Given request —
Locate every line in the items below that contains the word "appear", and copy each of those lines.

Data shown —
begin
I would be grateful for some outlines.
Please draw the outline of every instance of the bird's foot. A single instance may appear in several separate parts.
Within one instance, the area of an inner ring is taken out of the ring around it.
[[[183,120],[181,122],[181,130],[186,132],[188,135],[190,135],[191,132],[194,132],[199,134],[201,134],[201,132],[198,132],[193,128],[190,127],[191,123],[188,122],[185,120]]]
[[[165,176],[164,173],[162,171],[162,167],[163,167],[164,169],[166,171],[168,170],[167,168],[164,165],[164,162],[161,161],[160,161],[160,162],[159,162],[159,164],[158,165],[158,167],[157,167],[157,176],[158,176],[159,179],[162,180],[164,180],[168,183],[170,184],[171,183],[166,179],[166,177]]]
end
begin
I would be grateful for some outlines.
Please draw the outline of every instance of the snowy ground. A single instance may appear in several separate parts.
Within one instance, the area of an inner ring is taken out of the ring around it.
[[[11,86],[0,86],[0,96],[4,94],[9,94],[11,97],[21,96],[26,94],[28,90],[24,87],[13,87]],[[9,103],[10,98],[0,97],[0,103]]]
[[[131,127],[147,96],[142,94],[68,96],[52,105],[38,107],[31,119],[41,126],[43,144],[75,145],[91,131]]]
end
Solution to this task —
Please draw the outline of every instance of the bird's foot. A single instance may appear in several separate parts.
Please draw the outline of every instance of the snowy ground. A single instance may appear in several separate parts.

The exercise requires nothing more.